* BEGIN Task input *

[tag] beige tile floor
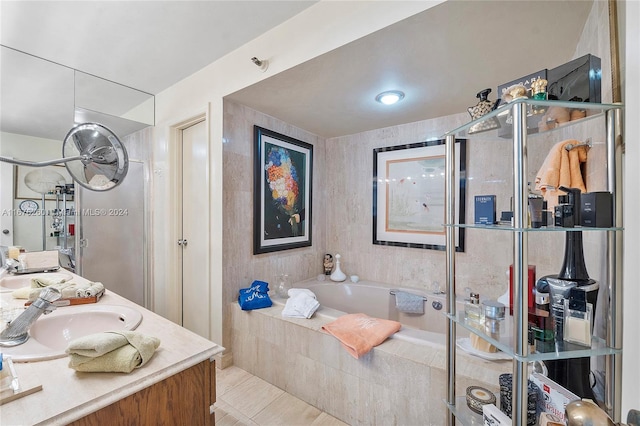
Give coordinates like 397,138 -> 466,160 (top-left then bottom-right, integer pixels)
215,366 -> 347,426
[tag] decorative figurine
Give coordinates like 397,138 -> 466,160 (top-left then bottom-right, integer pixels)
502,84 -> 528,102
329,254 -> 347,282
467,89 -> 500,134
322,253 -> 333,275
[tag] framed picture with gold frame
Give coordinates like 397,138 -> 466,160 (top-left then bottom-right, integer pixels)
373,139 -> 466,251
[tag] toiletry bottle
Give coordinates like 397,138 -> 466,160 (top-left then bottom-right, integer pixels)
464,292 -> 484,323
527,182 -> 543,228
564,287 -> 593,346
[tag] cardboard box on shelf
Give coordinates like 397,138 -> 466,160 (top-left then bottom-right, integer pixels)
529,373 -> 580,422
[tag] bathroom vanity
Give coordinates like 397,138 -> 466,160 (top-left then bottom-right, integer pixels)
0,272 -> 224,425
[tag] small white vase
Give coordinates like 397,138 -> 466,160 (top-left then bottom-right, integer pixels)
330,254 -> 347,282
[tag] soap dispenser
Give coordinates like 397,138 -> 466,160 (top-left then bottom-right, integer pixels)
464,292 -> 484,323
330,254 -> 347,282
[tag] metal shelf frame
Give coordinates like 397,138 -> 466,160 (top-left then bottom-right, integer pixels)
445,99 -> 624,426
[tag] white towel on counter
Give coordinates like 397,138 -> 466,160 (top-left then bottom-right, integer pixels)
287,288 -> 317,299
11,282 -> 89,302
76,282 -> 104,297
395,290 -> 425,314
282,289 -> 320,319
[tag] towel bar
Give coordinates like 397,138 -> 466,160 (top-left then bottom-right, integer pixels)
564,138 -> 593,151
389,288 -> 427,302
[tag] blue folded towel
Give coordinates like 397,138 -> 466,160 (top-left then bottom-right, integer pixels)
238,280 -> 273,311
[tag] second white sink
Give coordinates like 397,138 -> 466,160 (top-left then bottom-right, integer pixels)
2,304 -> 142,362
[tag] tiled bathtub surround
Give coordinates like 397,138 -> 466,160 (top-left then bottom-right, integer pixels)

* END Task input *

_Work to do:_ Locate each line in the material above that contains the word "white", with case counting, and copy every such line.

_Exercise solution:_
[tag] small white vase
[tag] white towel on counter
[tag] second white sink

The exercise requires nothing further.